#### DATASET ENTRIES

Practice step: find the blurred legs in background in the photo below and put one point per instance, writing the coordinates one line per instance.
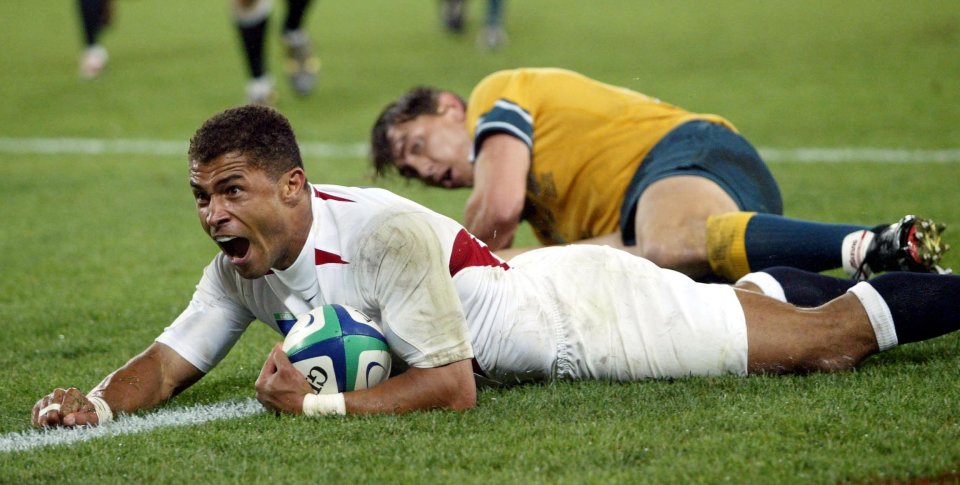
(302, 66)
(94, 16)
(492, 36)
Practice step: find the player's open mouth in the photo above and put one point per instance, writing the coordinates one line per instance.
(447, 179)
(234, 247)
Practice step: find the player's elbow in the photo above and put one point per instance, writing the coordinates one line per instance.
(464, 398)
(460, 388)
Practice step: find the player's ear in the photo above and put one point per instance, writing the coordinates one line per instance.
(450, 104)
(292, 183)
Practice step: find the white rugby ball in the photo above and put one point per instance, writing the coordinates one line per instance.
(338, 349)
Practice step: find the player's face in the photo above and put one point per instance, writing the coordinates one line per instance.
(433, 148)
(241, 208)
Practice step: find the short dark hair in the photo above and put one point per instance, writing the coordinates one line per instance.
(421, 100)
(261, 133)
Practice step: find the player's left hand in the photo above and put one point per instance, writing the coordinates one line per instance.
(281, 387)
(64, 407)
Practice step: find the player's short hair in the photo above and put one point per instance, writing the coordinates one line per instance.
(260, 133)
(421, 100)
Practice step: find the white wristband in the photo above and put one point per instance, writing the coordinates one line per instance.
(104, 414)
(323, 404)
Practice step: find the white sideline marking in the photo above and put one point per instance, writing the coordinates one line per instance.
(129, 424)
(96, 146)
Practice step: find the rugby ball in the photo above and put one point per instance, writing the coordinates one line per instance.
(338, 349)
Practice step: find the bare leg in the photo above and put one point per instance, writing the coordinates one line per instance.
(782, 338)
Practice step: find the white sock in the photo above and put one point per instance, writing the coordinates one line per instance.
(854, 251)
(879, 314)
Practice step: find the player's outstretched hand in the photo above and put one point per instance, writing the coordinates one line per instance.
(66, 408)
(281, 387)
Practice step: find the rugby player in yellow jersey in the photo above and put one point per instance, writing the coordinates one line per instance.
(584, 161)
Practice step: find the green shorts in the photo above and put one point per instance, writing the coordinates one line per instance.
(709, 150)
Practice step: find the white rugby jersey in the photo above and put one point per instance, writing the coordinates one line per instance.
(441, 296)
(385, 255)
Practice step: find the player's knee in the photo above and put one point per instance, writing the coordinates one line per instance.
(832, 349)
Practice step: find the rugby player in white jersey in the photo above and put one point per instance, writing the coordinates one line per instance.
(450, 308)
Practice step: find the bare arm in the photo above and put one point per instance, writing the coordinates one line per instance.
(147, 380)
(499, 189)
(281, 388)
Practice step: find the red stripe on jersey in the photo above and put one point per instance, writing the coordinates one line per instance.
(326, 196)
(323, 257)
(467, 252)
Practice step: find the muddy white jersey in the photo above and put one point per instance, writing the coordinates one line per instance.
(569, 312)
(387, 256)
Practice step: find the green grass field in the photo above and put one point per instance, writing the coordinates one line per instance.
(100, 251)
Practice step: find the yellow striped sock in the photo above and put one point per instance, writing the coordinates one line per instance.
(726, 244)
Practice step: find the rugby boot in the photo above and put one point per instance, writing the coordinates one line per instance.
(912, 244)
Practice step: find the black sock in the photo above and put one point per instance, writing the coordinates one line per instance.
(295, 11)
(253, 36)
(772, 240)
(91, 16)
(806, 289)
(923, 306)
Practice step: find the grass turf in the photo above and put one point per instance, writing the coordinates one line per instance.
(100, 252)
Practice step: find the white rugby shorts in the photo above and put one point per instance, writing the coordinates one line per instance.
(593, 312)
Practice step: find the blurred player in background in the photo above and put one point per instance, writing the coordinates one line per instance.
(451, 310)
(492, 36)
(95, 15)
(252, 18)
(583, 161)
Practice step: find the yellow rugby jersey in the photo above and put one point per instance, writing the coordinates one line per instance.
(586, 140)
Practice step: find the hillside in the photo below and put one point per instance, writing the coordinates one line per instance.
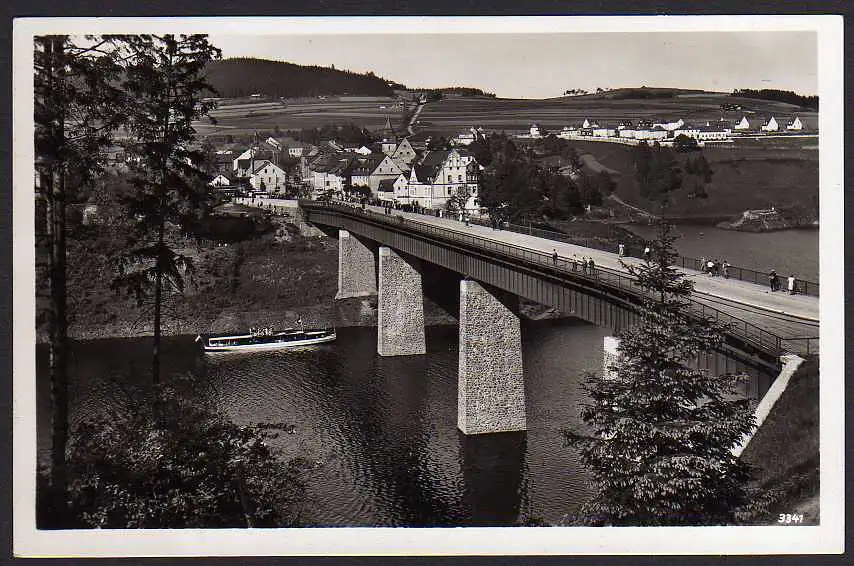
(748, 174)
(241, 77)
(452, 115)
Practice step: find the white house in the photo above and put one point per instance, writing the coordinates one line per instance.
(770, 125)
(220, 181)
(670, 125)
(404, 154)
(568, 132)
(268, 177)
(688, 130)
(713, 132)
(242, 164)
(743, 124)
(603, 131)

==

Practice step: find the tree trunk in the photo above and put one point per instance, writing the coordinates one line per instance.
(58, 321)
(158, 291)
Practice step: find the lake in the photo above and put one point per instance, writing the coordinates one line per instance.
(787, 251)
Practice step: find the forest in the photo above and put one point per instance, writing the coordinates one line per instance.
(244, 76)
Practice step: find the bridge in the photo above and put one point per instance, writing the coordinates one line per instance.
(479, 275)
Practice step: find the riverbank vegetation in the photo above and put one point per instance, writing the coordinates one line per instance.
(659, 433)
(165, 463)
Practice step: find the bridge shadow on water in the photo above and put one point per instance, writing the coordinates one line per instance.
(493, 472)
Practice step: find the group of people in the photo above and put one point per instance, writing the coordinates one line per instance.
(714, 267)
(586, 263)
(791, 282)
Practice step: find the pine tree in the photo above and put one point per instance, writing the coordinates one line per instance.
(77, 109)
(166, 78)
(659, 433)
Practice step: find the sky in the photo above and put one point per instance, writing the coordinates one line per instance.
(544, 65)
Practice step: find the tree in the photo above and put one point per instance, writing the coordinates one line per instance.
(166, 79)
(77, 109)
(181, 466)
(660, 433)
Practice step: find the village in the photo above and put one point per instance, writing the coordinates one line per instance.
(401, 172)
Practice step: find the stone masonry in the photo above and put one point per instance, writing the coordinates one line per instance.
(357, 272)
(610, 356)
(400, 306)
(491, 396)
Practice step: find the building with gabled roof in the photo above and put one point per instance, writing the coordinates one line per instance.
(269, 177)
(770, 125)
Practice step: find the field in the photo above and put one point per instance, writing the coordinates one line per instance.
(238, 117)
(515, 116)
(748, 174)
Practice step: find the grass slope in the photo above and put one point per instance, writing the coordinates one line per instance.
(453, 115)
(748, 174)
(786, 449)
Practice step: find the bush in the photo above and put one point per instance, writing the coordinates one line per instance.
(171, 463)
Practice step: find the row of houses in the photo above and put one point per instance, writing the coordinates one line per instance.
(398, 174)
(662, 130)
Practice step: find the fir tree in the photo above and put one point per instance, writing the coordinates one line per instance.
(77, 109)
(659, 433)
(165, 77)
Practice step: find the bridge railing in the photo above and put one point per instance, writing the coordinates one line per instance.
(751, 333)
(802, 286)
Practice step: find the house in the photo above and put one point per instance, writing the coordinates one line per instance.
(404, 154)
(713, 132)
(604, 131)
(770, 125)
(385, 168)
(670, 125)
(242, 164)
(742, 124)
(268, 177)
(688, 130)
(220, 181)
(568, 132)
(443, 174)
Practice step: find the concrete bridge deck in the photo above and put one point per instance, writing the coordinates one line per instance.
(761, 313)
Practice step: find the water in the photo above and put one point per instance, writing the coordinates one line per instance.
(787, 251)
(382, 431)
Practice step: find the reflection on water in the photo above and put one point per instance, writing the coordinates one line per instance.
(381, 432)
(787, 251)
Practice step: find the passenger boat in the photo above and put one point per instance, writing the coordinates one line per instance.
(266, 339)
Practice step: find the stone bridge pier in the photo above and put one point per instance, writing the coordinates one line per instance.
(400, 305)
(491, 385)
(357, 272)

---

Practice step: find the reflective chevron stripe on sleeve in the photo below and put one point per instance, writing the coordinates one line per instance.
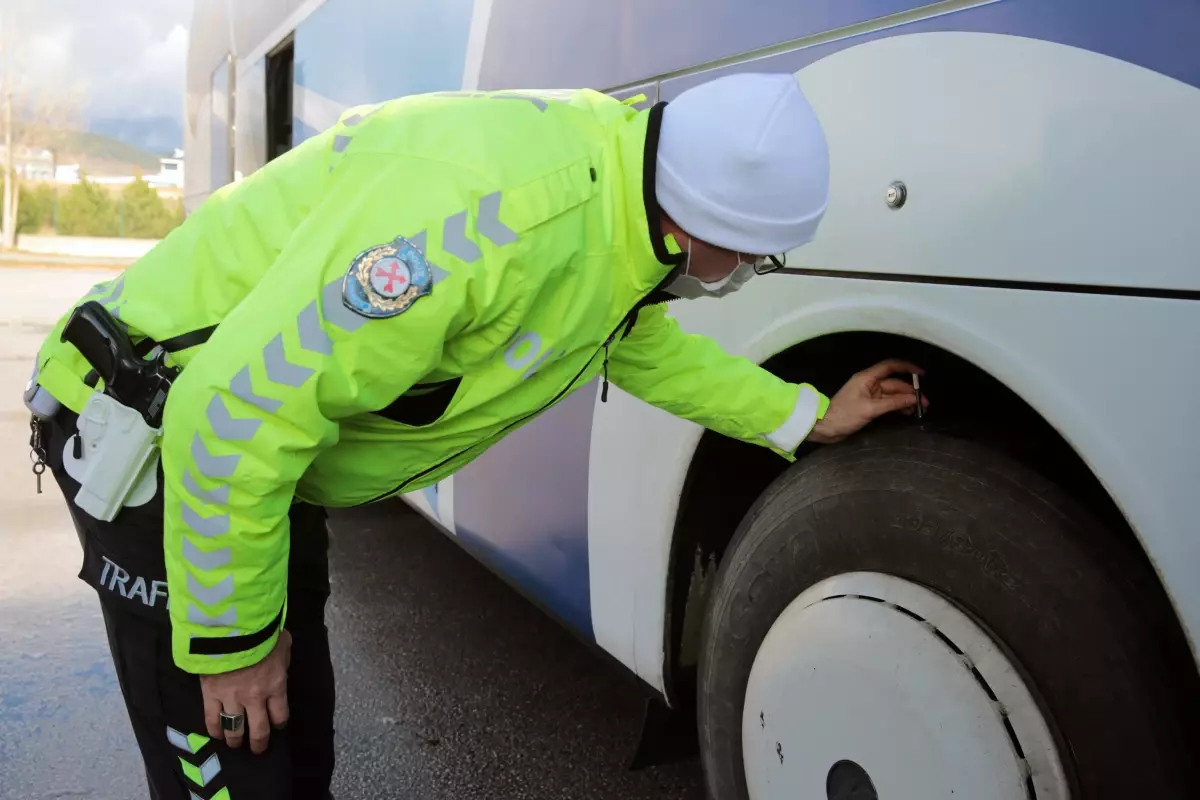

#### WHAT YOU SHOULD DO
Filter the data above, copying out each line that contains the word "hand".

#### EXPECTED ANSWER
Practice step: find the player's left hand in the photo above and put one point per instance, writing the coordinates one line per instance.
Practice step: find the player's outstretched hand in the photo above and put one point per instance, writing the coordinates one line per instance.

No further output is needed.